» PROVIDED ENTRIES:
────────────────────────────────────────

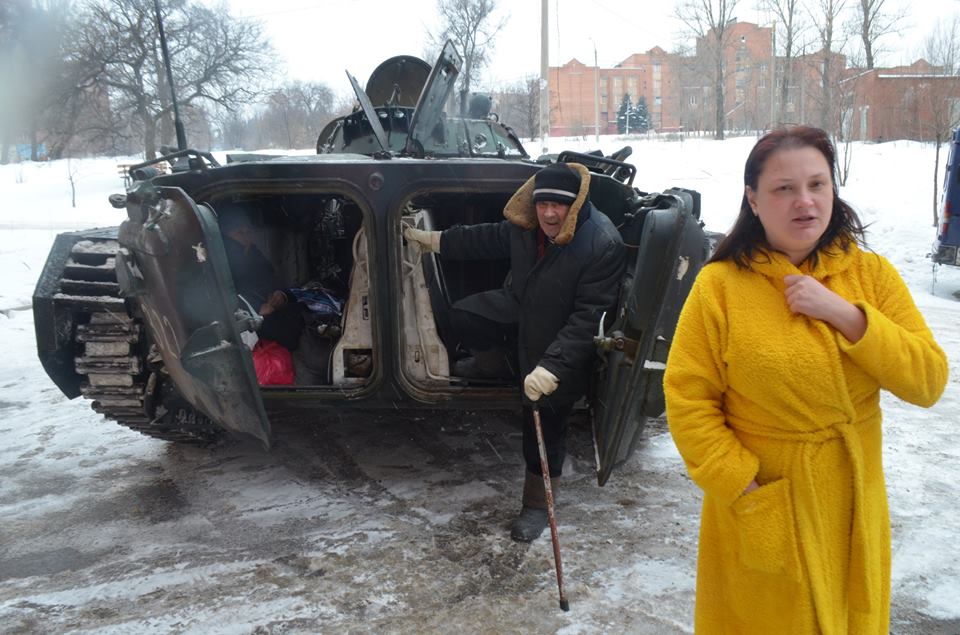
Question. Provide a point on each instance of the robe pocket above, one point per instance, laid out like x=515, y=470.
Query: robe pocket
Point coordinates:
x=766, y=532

────────────────────────────────────────

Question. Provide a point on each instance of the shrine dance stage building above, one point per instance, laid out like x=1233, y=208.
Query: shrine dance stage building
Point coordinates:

────────────────────────────────────────

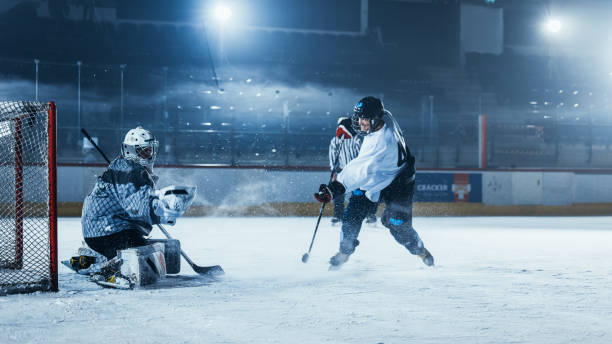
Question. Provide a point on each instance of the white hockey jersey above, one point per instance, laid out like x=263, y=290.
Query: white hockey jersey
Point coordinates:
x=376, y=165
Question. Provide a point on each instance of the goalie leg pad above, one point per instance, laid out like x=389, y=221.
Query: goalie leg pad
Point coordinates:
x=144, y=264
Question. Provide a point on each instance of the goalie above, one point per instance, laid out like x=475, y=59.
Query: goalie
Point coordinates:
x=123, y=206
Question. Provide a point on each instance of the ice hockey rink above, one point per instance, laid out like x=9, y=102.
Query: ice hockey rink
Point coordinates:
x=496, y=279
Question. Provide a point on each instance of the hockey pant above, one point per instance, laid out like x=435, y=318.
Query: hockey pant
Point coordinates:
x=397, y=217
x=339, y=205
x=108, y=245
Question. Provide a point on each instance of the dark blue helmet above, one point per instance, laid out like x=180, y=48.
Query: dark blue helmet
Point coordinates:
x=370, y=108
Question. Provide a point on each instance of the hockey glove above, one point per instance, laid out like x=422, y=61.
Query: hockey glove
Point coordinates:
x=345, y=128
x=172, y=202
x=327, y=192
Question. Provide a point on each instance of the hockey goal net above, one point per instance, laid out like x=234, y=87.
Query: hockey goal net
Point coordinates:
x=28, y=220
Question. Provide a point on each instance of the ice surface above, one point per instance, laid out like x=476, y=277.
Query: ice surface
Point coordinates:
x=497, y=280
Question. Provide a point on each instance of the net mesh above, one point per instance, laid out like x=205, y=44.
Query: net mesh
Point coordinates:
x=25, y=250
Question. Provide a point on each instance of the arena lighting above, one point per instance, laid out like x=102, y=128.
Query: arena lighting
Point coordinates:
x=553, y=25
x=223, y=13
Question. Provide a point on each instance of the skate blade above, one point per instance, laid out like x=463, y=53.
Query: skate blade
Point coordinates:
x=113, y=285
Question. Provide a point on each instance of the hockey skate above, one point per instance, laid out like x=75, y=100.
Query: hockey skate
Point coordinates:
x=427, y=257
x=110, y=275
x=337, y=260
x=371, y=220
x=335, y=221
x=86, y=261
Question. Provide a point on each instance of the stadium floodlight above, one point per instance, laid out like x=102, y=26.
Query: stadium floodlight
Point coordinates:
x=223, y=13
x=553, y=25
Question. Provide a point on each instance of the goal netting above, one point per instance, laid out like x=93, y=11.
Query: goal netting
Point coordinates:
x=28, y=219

────────────────────────────────────────

Your task for the entries above: copy exactly the span starting with the line with "Query: hockey skate" and going on through the line with "Query: stadium floodlight", both lines included, and nothing else.

» WRITTEN RESPONSE:
Query: hockey skate
Point coordinates:
x=427, y=257
x=110, y=275
x=337, y=260
x=371, y=220
x=335, y=221
x=86, y=261
Question. Provide a point on each instance of the stadium floodlight above, one point per instance, laid out like x=102, y=26.
Query: stadium floodlight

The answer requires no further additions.